**Treść polecenia 1:** Przepisz wiernie z recenzji „Elektrycznej mrówki” wszystko od słów „Philip K. Dick” w dół aż po słowa „dzieł światowej prozy.”.
**Treść polecenia 2:**
Odpowiedz krótko na pytania do recenzji „Elektrycznej mrówki”:
(a) Kto jest autorem recenzji?
(b) Z czego według recenzji „wypączkował” cykl „Fundacja” Isaaca Asimova?
(c) Bez jakiego opowiadania Clarke’a niemal na pewno nie powstałaby „2001: Odyseja kosmiczna”?

**Cytowany fragment:**
"""

Philip K. Dick „Elektryczna mrówka" - recenzja

Autor: Przemysław Mazur Redaktor: Motyl

Dodane: 21-09-2017 20:45 ()


Lektura krótkich form zwykła być postrzegana - przynajmniej przez co poniektórych - w kategorii trywialnej straty czasu. Po cóż bowiem przyswajać utwory z częstokroć jedynie fragmentarycznie zarysowanym światem przedstawionym oraz zestawem bohaterów o powierzchownie nakreślonych charakterystykach skoro można uraczyć się pełnowymiarowymi powieściami… Historia literatury pełna jest jednak opowiadań, bez których zaistnienia nigdy nie doszłoby do powstania kanonicznych dzieł światowej prozy.

Nierzadko bowiem opowiadania okazywały się przysłowiowym „poligonem” dla zdolnych twórców, a powstałe tym sposobem zwięzłe teksty zaczynem dla znacznie rozleglejszych pod względem rozpiętości utworów. Dość wspomnieć, że bez opowiadania „Sentinel” Artura C. Clarke’a niemal na pewno nie powstałaby „2001: Odyseja kosmiczna”, a regularnie wznawiany cykl „Fundacja” Isaaca Asimova „wypączkował” z ledwie jednej nowelki. Nieco inną kategorią tekstów są krótkie formy, w których odnajdujemy zarysowane motywy, które z czasem stały się integralną częścią powieści, bez których trudno wyobrazić sobie historie literackiej fantastyki. Tak się sprawy miały w przypadku spolszczonych nie tak dawno temu opowiadań Franka Herberta, w których znać koncepty wkomponowane przezeń m.in. w fabułę „Diuny” czy Twórców bogów. Po raz kolejny okazuje się, że z analogicznym zjawiskiem mamy do czynienia również w kontekście twórczości Philipa K. Dicka, który także de facto cytował sam siebie.

"""

**Wyodrębnione wiersze:**
"""

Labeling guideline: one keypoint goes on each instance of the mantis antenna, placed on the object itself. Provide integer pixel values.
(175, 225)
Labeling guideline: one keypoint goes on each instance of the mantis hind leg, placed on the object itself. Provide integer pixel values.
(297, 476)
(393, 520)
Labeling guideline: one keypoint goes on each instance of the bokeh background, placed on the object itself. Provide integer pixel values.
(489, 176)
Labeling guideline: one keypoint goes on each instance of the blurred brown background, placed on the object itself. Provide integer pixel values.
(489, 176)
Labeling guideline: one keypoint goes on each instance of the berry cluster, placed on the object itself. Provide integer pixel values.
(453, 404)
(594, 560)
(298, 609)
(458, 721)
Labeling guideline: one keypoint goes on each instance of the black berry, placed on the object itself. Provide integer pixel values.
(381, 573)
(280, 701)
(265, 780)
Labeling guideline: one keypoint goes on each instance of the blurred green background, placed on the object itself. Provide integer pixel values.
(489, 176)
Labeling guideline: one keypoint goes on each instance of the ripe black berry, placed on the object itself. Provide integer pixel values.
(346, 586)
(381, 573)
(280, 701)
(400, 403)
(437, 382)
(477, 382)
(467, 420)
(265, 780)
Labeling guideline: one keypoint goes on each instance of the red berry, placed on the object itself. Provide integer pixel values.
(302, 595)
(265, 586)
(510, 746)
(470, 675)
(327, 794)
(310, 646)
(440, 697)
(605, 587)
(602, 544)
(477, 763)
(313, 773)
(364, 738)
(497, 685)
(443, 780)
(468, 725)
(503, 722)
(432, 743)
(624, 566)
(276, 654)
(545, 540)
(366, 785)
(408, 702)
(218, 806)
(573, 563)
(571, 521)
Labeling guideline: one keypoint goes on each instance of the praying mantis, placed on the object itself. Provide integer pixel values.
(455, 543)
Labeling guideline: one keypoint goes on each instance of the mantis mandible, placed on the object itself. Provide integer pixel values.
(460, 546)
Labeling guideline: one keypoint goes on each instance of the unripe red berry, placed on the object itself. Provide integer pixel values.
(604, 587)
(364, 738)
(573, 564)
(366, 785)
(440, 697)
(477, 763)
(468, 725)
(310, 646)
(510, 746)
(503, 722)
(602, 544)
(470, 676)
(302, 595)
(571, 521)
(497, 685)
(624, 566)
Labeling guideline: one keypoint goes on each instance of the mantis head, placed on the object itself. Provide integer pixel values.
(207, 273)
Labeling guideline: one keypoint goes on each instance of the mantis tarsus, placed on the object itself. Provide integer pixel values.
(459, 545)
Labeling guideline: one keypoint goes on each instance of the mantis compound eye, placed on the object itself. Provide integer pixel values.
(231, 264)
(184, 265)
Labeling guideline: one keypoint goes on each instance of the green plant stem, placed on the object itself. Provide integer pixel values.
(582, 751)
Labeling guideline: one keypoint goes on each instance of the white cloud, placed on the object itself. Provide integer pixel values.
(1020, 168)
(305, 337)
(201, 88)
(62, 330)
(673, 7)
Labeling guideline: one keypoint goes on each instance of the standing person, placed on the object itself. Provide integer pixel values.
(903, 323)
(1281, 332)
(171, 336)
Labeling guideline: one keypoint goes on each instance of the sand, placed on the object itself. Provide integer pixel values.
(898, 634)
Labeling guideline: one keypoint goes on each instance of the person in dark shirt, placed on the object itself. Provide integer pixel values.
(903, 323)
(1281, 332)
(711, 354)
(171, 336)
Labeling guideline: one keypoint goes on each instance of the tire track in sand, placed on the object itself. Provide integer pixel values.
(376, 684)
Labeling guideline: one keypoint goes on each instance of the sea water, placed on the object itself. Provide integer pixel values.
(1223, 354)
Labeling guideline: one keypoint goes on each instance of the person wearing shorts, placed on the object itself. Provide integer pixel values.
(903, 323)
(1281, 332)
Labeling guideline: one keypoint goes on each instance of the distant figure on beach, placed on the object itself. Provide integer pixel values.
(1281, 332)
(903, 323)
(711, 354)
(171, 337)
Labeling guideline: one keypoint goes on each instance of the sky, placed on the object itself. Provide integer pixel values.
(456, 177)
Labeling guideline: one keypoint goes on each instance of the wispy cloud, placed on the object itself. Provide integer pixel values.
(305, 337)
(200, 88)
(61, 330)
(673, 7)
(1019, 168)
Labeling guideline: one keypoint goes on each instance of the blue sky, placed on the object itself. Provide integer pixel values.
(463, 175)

"""

**Oczekiwana odpowiedź 1:**
Philip K. Dick „Elektryczna mrówka" - recenzja

Autor: Przemysław Mazur Redaktor: Motyl

Dodane: 21-09-2017 20:45 ()


Lektura krótkich form zwykła być postrzegana - przynajmniej przez co poniektórych - w kategorii trywialnej straty czasu. Po cóż bowiem przyswajać utwory z częstokroć jedynie fragmentarycznie zarysowanym światem przedstawionym oraz zestawem bohaterów o powierzchownie nakreślonych charakterystykach skoro można uraczyć się pełnowymiarowymi powieściami… Historia literatury pełna jest jednak opowiadań, bez których zaistnienia nigdy nie doszłoby do powstania kanonicznych dzieł światowej prozy.

**Oczekiwana odpowiedź 2:**
(a) Przemysław Mazur.
(b) Z ledwie jednej nowelki.
(c) Bez opowiadania „Sentinel”.